#### PROBLEM DESCRIPTION:
Which lines in the records below include the word "field"? Report each of them in full.

Records from a data source
▼

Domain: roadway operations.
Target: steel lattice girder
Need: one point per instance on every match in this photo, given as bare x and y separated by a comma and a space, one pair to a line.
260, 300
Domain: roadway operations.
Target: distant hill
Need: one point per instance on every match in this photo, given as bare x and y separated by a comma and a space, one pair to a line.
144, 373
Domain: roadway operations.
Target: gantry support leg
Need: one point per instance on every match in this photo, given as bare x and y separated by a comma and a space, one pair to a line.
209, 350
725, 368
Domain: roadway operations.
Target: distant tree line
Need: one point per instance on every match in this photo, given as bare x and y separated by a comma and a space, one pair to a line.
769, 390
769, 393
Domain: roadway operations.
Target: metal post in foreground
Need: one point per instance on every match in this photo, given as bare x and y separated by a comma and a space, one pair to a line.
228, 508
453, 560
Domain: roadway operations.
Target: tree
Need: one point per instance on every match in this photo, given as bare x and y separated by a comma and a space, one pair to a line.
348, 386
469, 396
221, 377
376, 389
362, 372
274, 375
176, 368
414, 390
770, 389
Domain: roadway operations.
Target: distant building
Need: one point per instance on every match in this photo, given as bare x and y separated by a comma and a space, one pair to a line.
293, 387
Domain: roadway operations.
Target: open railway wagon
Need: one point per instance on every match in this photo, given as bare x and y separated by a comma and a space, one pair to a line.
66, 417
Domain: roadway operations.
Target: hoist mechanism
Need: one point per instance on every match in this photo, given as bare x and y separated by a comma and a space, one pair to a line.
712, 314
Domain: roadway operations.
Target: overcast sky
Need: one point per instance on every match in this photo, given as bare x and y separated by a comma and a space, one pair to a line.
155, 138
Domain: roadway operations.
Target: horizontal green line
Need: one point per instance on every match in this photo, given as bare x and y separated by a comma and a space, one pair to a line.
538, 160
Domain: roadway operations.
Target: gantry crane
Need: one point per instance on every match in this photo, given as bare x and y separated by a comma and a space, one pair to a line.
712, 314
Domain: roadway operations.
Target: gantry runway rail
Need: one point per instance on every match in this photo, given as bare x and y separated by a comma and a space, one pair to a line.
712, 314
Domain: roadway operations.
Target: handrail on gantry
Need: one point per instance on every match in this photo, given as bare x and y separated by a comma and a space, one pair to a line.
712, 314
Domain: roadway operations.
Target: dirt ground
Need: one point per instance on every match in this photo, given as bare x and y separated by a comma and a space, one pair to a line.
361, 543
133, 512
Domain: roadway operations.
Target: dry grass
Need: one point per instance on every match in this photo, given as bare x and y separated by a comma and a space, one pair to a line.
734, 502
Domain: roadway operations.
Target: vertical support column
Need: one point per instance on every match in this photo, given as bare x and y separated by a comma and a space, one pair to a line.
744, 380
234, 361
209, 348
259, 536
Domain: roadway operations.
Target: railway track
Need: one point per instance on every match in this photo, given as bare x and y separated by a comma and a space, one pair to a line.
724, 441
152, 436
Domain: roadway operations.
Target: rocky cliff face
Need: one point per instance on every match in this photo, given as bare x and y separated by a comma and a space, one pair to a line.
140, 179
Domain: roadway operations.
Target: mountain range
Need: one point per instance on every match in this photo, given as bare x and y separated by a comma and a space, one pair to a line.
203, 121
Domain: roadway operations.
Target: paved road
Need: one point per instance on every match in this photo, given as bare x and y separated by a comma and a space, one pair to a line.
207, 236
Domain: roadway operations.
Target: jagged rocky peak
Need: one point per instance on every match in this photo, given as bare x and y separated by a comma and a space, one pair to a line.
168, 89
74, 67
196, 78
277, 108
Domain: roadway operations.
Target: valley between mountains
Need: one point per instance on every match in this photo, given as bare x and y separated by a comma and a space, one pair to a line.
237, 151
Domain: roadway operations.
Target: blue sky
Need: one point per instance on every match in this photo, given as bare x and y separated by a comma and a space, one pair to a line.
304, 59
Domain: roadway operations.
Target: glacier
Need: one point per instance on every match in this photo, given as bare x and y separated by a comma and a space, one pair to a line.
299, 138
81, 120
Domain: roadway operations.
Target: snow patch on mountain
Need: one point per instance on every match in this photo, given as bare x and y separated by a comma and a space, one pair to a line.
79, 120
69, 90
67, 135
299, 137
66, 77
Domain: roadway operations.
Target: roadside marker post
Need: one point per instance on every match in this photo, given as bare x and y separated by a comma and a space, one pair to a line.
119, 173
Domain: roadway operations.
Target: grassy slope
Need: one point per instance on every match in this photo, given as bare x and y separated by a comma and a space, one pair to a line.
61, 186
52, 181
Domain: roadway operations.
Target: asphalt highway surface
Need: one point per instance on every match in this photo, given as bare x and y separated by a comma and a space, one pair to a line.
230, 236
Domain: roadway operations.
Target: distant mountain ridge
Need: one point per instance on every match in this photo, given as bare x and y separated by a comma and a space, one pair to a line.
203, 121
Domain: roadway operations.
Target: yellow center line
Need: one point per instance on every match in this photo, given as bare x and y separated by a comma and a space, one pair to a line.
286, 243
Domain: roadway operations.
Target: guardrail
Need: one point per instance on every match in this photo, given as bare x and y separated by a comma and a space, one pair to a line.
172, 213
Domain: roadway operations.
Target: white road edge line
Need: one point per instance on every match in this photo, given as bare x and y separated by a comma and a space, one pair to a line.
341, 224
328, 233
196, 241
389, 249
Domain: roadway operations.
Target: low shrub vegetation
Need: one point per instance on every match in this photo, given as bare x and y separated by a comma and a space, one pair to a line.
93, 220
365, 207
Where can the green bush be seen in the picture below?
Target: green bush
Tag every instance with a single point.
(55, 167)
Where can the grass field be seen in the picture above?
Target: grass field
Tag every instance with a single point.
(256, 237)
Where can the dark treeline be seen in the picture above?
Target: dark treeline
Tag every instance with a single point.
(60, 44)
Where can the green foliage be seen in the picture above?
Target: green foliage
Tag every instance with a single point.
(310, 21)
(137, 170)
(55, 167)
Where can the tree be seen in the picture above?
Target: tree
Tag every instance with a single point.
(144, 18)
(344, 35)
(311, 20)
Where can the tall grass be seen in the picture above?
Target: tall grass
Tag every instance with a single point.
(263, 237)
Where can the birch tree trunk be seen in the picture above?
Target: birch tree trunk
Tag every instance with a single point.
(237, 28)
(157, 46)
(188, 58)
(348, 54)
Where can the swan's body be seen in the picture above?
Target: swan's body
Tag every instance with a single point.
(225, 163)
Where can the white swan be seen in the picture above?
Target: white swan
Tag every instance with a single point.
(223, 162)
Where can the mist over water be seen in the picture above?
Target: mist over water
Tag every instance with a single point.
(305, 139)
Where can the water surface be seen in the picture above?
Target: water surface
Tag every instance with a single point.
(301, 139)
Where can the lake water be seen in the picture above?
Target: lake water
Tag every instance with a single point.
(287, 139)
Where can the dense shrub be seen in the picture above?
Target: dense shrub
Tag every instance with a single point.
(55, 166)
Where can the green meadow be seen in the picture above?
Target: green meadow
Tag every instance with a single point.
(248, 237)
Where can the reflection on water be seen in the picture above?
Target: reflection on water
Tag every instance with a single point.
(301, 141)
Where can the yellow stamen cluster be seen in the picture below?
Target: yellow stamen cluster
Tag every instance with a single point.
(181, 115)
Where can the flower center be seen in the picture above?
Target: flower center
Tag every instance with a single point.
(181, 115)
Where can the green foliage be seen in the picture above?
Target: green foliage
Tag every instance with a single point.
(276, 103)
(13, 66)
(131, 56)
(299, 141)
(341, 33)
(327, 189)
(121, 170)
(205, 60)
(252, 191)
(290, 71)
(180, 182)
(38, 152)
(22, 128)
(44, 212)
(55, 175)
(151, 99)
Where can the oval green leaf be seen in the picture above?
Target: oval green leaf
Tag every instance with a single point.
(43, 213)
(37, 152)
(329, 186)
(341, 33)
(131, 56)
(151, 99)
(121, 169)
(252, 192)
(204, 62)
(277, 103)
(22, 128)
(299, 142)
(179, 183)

▲

#### TASK ANSWER:
Where can the grass field be seen in the picture above?
Target: grass field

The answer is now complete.